*REQUEST*. Return every line of the listing below that contains the word "gold", copying each line in full.
***** EXERCISE INPUT *****
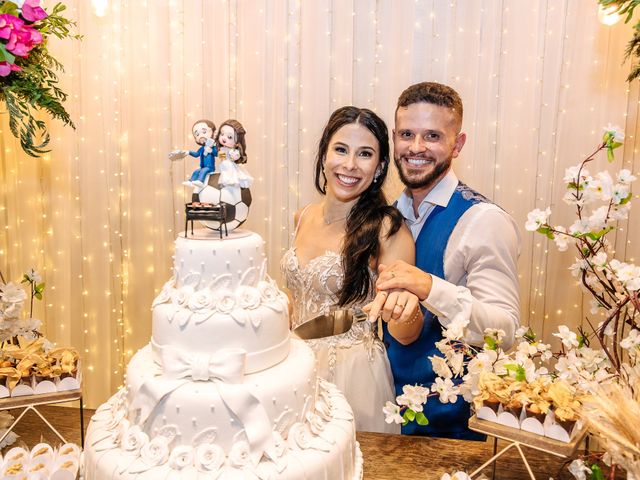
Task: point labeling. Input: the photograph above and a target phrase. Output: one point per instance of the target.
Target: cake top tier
(205, 260)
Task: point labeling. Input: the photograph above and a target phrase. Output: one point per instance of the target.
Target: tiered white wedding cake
(222, 391)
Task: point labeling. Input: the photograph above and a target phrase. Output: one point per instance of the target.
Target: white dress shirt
(480, 264)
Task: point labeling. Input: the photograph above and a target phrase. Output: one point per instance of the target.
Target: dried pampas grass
(613, 415)
(5, 421)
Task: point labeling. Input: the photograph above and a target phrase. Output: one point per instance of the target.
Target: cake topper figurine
(221, 196)
(203, 133)
(232, 152)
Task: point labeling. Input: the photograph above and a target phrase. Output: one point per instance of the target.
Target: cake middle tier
(156, 401)
(262, 331)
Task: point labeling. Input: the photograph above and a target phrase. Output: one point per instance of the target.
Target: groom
(466, 250)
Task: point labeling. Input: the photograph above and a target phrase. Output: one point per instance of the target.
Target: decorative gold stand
(522, 438)
(29, 402)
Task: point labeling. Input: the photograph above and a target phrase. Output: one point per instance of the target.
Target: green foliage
(626, 8)
(519, 372)
(421, 419)
(408, 416)
(490, 343)
(35, 87)
(546, 231)
(596, 472)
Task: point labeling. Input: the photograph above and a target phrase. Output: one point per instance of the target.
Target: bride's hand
(397, 306)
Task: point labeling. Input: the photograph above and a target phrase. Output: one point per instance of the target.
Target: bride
(337, 247)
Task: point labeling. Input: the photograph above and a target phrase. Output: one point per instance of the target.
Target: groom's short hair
(434, 93)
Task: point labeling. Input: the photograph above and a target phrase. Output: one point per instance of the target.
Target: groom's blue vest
(410, 364)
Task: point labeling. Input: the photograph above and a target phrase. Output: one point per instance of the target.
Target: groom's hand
(398, 306)
(401, 275)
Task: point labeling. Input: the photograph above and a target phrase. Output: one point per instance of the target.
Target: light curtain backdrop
(99, 214)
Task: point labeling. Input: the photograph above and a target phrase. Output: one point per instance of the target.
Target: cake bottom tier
(315, 443)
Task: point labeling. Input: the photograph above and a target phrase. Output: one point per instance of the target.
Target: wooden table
(386, 457)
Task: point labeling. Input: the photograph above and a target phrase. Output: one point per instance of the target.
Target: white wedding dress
(355, 361)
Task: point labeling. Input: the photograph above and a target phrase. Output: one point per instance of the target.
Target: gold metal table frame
(30, 402)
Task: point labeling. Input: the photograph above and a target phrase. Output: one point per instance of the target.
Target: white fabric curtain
(99, 213)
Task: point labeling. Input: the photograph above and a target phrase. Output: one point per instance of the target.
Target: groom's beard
(421, 177)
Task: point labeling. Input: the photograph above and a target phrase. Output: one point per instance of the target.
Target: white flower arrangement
(12, 299)
(595, 376)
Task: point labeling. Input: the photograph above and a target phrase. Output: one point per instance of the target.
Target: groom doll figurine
(203, 133)
(466, 250)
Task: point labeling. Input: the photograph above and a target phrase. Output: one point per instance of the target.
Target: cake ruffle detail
(141, 453)
(189, 302)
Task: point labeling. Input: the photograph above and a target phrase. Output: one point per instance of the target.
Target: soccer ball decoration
(237, 201)
(225, 183)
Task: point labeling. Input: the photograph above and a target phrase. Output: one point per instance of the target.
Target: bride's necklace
(328, 220)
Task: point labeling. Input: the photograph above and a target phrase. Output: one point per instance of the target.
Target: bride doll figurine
(231, 153)
(203, 133)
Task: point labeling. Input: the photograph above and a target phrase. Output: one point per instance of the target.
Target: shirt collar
(439, 195)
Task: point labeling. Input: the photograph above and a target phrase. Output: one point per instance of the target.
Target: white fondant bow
(226, 369)
(226, 365)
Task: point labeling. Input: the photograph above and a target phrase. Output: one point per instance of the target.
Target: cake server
(330, 324)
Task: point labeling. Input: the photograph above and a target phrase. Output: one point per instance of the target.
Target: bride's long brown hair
(362, 231)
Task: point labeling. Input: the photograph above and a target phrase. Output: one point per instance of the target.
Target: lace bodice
(315, 288)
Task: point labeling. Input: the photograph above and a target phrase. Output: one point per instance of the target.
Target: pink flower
(21, 38)
(8, 24)
(6, 68)
(32, 11)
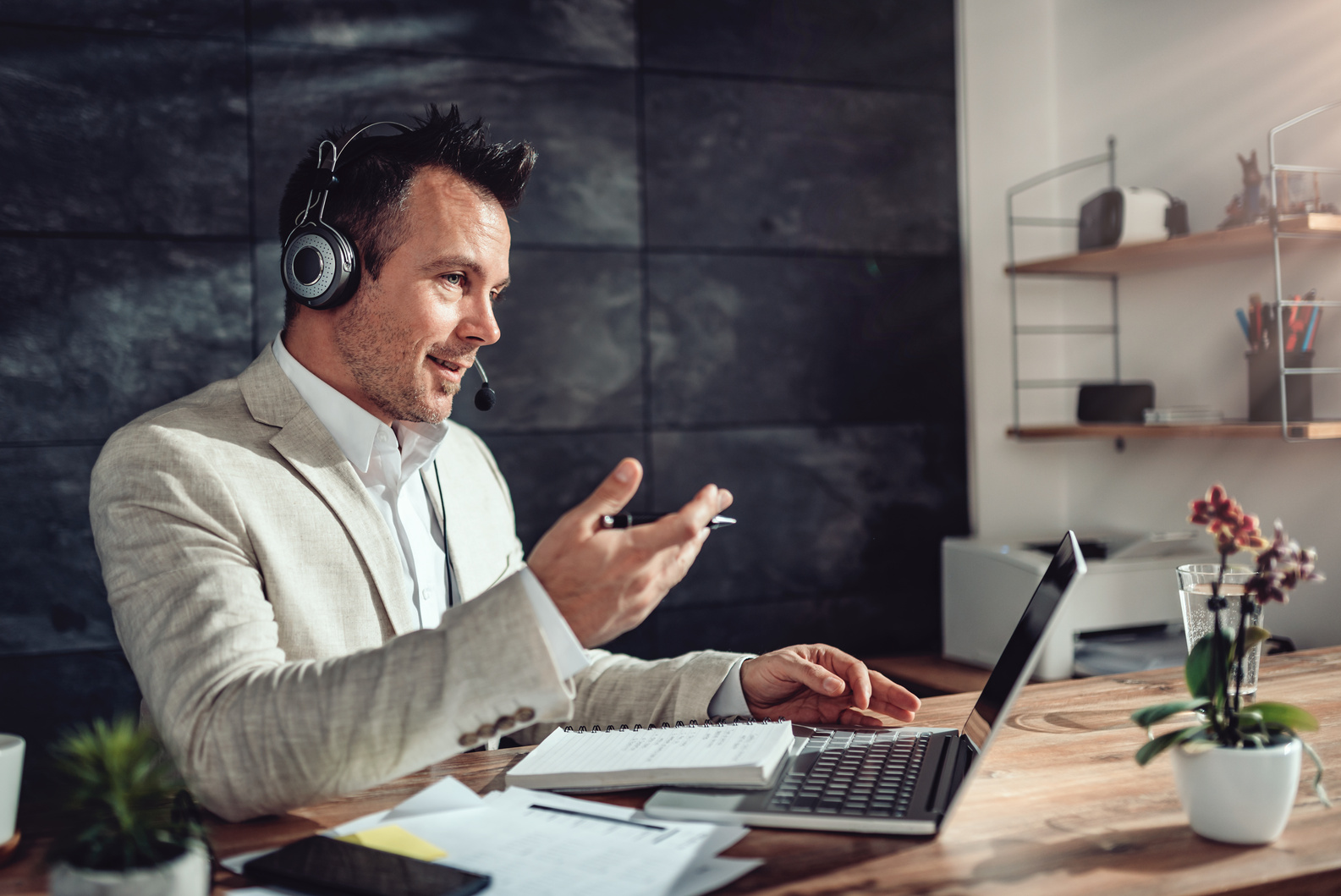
*****
*SOLUTION TO THIS EXERCISE*.
Target: decorative gold stand
Target: gold metal table frame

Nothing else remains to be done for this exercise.